• **Texto de origem**
Um emocionante filme genuinamente brasileiro
por Francisco Taunay
Após o
sucesso de 2 Filhos de Francisco, o diretor Breno Silveira decidiu não mais
fazer biografias. Essa decisão, tomada em meio a chusma de propostas
biográficas que surgiram depois do filme, foi alterada quando o diretor teve
contato com as 15 horas de gravação em K-7 onde Gonzaguinha entrevista seu pai,
Luis Gonzaga.
É justamente
sob essa perspectiva, do conflito entre pai e filho, que o filme é construído.
Nessa entrevista, reproduzida no filme, o filho já maduro parece entusiasmado
com a possibilidade de conhecer o pai, que sempre foi distante, apesar de ter
provido financeiramente o garoto ao longo da vida. “Quando sua mãe morreu,
minha vida virou do avesso”. Com essas palavras, Gonzagão busca justificar a
sua distância, e o fato de haver deixado o filho para ser criado por um casal
amigo, enquanto fazia suas turnês pelo Brasil.
O filme
possui um ar de superprodução, e realmente funciona ao aliar a fotografia
estilo retrô, uma direção de arte cuidadosa, com as músicas fabulosas destes
dois gênios genuinamente brasileiros. A alternância entre diálogos emocionantes
e a exibição de paisagens, que fazem com que o filme respire, é determinante
para tornar fluida a narrativa, catalisada ainda por cenas de arquivo, de
diferentes texturas, que contribuem para tirar o aspecto asséptico encontrado
nas produções desse tipo, que visam chegar ao grande público.

• **Tarefa a realizar**
Transcreva literalmente da crítica de cinema o trecho que começa em "Um emocionante filme" e vai até "filme é construído.".

• **Amostra dos dados**
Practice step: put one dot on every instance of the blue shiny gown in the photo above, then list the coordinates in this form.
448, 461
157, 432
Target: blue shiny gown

• **Solução**
Um emocionante filme genuinamente brasileiro
por Francisco Taunay
Após o
sucesso de 2 Filhos de Francisco, o diretor Breno Silveira decidiu não mais
fazer biografias. Essa decisão, tomada em meio a chusma de propostas
biográficas que surgiram depois do filme, foi alterada quando o diretor teve
contato com as 15 horas de gravação em K-7 onde Gonzaguinha entrevista seu pai,
Luis Gonzaga.
É justamente
sob essa perspectiva, do conflito entre pai e filho, que o filme é construído.